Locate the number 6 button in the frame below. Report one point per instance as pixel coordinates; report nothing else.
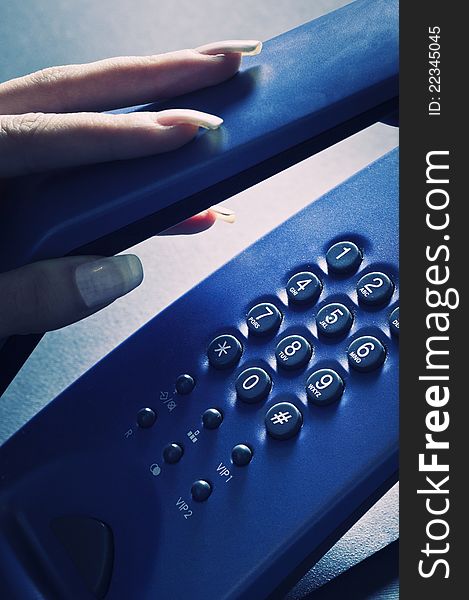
(366, 353)
(293, 352)
(253, 385)
(374, 289)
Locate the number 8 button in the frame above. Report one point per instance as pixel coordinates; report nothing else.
(293, 352)
(366, 353)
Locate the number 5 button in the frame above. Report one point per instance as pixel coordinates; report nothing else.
(253, 385)
(366, 353)
(334, 320)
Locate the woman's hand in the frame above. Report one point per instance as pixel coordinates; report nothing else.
(46, 123)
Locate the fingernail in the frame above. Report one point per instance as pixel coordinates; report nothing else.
(99, 282)
(178, 116)
(243, 47)
(224, 214)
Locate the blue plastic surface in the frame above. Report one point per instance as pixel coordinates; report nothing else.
(84, 455)
(306, 83)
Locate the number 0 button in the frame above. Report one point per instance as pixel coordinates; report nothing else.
(366, 353)
(263, 318)
(303, 288)
(224, 351)
(253, 385)
(293, 352)
(343, 257)
(374, 289)
(324, 387)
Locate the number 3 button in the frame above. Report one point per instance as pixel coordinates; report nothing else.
(366, 353)
(253, 385)
(293, 352)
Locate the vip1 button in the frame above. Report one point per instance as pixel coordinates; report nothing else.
(253, 385)
(224, 351)
(283, 421)
(366, 353)
(293, 352)
(263, 319)
(394, 322)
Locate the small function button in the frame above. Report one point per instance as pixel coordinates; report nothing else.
(324, 387)
(172, 453)
(253, 385)
(334, 320)
(201, 490)
(343, 258)
(374, 289)
(241, 455)
(224, 351)
(185, 383)
(394, 322)
(263, 319)
(283, 421)
(293, 352)
(304, 288)
(212, 418)
(146, 417)
(366, 353)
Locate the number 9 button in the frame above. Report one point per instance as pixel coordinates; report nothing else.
(324, 387)
(293, 352)
(366, 353)
(334, 320)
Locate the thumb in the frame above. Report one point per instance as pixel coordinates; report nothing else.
(50, 294)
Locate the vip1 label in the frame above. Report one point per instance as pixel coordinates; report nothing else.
(183, 507)
(224, 472)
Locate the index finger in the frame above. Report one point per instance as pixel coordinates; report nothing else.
(123, 81)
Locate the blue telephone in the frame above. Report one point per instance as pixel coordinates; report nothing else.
(225, 469)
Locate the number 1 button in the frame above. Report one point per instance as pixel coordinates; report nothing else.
(343, 257)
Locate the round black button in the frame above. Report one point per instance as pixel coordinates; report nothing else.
(343, 257)
(263, 318)
(212, 418)
(394, 321)
(185, 384)
(146, 417)
(172, 453)
(224, 351)
(253, 385)
(283, 420)
(303, 288)
(293, 352)
(366, 353)
(201, 490)
(334, 319)
(324, 387)
(241, 455)
(374, 289)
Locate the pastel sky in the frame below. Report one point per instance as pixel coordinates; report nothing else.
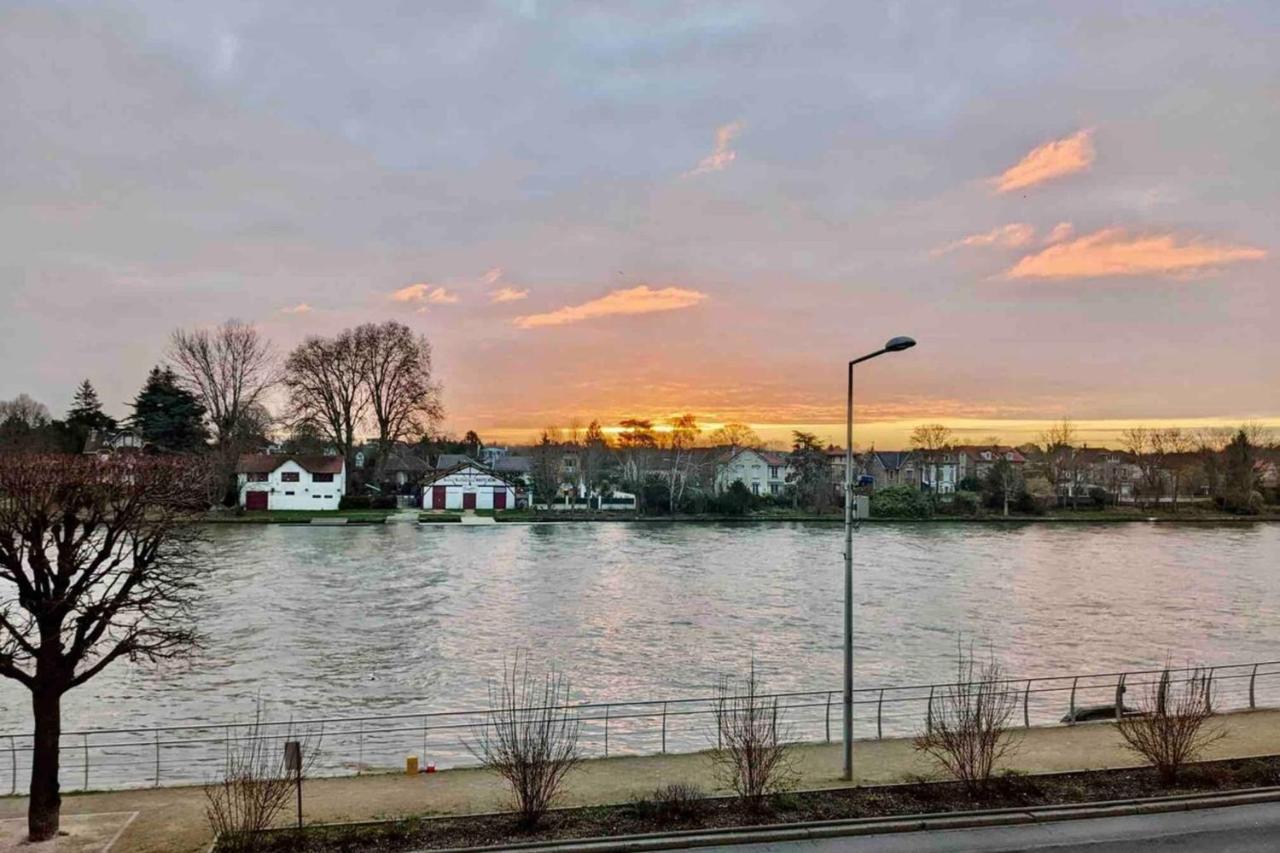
(600, 210)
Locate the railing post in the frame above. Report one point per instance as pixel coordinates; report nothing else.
(828, 716)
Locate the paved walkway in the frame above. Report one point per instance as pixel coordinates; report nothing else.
(172, 819)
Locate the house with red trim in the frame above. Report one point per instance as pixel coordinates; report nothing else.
(470, 486)
(291, 482)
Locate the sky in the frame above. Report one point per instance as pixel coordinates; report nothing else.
(609, 210)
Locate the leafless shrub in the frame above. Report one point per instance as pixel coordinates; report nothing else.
(256, 784)
(1173, 725)
(671, 803)
(968, 731)
(530, 737)
(753, 755)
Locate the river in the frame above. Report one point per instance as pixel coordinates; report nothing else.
(374, 620)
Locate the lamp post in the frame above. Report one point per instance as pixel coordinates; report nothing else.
(894, 345)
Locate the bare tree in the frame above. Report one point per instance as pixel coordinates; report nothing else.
(396, 369)
(256, 783)
(1173, 726)
(968, 730)
(96, 564)
(229, 368)
(529, 738)
(753, 755)
(327, 389)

WHAT YOU ARE ASKED TO DO: Omit the pictures and please write out exactly the lines between the one containing "Locate the pastel" and the last line of the entries, both included.

RESPONSE FOR THIS EXERCISE:
Locate the pastel sky in the frame below. Report one point per instance as pixel coordinates; report nothing else.
(600, 210)
Locate the railing post in the frame above. Report one point per instance as pixel coordinates; report nothing else.
(828, 716)
Locate the paved walkway in the frame above. Report one point per instance as pixel coordinates; report nothing else.
(172, 819)
Locate the house with red trim in the frame above. Report one point per instance as pixel coordinates; report nothing else.
(470, 486)
(291, 482)
Locate the sky in the frame above. Report one point per instance as pixel coordinates; report nothing else.
(609, 210)
Locate the leafless shrub in the frame above. Report one point per instance as pixel coordinates; report nothing else.
(256, 784)
(1173, 725)
(671, 803)
(968, 731)
(530, 737)
(753, 755)
Locate the river in the frame above. Report one point per instance as pixel coordinates; report nothing else.
(374, 620)
Locate the lamp post in the frame above. Report one point per instance as pixel coordinates; report nothing else.
(894, 345)
Locate the bare tree in the frame above. Report one point per instance as pixel coordinates; report nothing else.
(396, 369)
(256, 783)
(1173, 726)
(968, 730)
(96, 564)
(229, 368)
(529, 738)
(753, 755)
(327, 389)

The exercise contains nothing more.